# [Given exercise]
Show each line from the rows below that contains the word "finger", copied unchanged.

# [Exercise material]
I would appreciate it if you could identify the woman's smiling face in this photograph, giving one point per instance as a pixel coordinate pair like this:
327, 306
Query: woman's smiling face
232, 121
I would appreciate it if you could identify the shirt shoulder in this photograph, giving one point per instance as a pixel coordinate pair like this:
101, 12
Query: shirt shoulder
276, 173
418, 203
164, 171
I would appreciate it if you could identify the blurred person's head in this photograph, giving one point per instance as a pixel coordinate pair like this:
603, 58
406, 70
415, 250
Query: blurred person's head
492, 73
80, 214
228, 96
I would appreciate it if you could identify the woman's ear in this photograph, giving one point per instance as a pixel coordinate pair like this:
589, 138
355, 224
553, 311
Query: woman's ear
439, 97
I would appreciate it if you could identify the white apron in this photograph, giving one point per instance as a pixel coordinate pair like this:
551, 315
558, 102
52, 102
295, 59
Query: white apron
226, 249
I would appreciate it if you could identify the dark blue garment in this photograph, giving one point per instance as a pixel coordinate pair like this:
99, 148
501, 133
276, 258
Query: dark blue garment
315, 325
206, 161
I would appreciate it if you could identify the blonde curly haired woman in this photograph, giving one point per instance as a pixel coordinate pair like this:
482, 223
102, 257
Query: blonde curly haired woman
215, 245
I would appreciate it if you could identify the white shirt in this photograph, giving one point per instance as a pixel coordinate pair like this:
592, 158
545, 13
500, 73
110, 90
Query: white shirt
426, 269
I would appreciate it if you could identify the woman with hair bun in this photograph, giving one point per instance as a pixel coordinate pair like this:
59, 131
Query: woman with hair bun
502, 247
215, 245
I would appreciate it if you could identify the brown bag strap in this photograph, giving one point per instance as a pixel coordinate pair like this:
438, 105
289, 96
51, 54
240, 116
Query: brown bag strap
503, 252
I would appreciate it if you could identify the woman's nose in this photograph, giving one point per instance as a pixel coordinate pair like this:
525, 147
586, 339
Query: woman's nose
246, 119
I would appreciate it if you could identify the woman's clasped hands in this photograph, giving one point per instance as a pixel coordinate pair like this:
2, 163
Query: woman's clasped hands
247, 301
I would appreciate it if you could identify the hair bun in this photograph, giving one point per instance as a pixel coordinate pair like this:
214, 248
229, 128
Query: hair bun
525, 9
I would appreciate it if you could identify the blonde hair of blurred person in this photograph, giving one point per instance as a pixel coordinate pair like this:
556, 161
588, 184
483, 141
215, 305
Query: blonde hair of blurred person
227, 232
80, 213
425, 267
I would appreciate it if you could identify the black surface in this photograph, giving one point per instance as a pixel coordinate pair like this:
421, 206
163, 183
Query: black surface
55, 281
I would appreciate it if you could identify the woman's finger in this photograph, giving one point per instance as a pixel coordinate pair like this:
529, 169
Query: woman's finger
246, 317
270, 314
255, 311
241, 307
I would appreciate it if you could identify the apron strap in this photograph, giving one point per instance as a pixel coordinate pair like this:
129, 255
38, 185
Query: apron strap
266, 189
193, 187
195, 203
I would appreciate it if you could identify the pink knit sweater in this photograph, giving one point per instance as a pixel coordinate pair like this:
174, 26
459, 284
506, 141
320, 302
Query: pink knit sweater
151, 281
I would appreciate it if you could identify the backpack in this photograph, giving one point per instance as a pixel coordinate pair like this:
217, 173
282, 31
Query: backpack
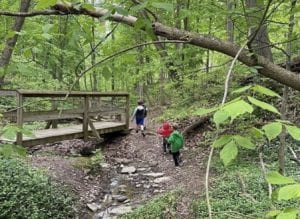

# [Reply]
I would appreciate it if you could identify the woman's finger in this photograph, giving one point per instance as a pixel coordinate pair like this:
Query: woman's finger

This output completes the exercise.